→ DOCUMENT PASSAGE:
____________________

While the 90′s may seem like a long time ago for some, in the broader perspective, I came to the computing world quite late.
My first computer was a 486 system that my brother gave me some time in the early to mid 1990′s (most likely 1993 or 1994). It was running DOS, Win3.1, and OS/2. My introduction to computer literacy was mainly driven by my desire to figure out how to run games on the system. I don’t remember all of the games, but two in particular were Spear of Destiny (a spin-off of of the shooter Wolfenstein) and NHL 93 (and EA Sports hockey game). With this motivation to learn about the computer, I quickly picked up new things.
On the grand scale of computing history, this was before e-mail caught up with postal mail in volume, right around when Red Hat Linux was introduced, right around when Mosaic released their web browser, and a few years before Apple had a product called “Mac OS”.

____________________

→ EXCERPTED DATA:
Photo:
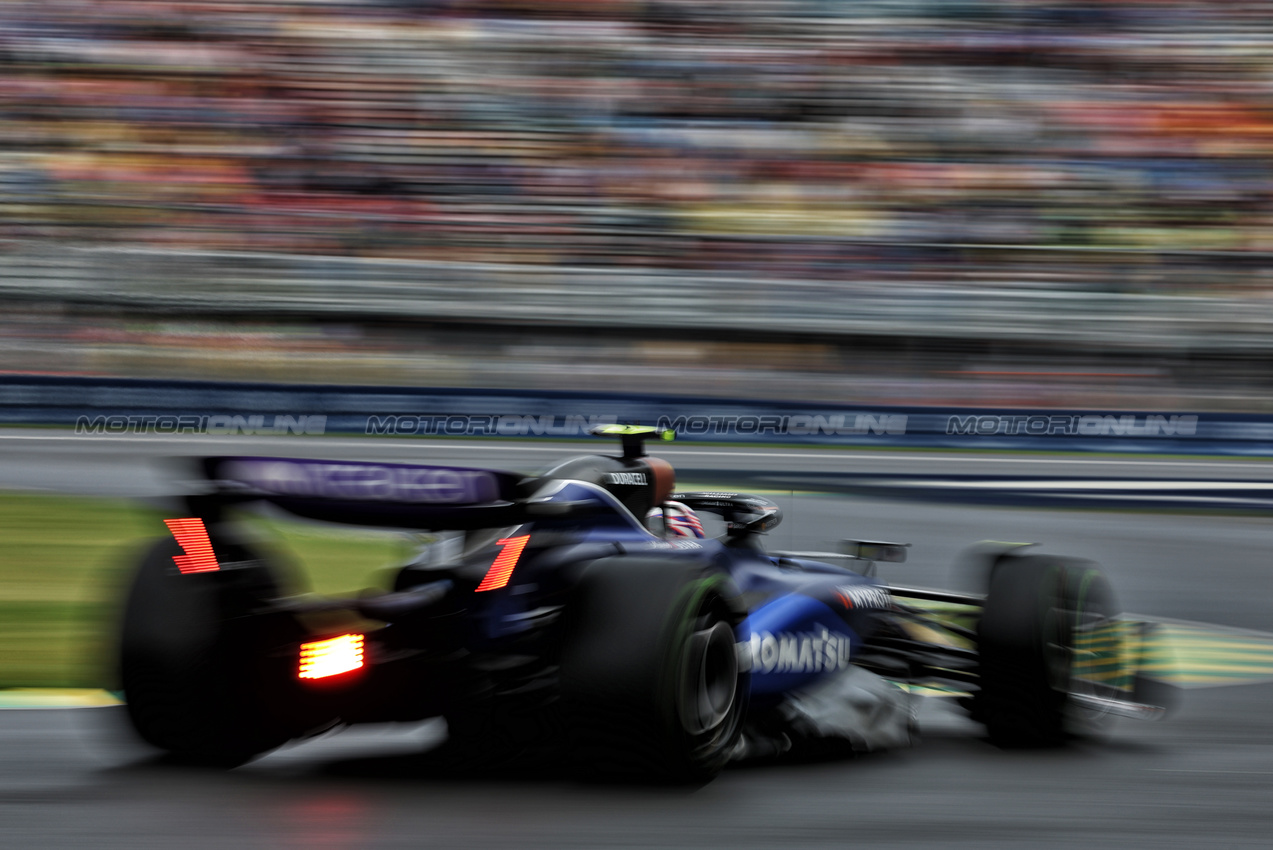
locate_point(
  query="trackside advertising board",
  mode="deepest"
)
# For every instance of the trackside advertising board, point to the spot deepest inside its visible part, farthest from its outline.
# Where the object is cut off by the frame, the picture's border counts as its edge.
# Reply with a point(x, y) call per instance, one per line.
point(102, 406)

____________________

→ GOAL: Reproduce the account above of a first 486 computer word for word, in full.

→ OUTPUT FOR THIS EXERCISE:
While the 90′s may seem like a long time ago for some, in the broader perspective, I came to the computing world quite late.
My first computer was a 486 system that my brother gave me some time in the early to mid 1990′s (most likely 1993 or 1994). It was running DOS, Win3.1, and OS/2. My introduction to computer literacy was mainly driven by my desire to figure out how to run games on the system. I don’t remember all of the games, but two in particular were Spear of Destiny (a spin-off of of the shooter Wolfenstein) and NHL 93 (and EA Sports hockey game). With this motivation to learn about the computer, I quickly picked up new things.
On the grand scale of computing history, this was before e-mail caught up with postal mail in volume, right around when Red Hat Linux was introduced, right around when Mosaic released their web browser, and a few years before Apple had a product called “Mac OS”.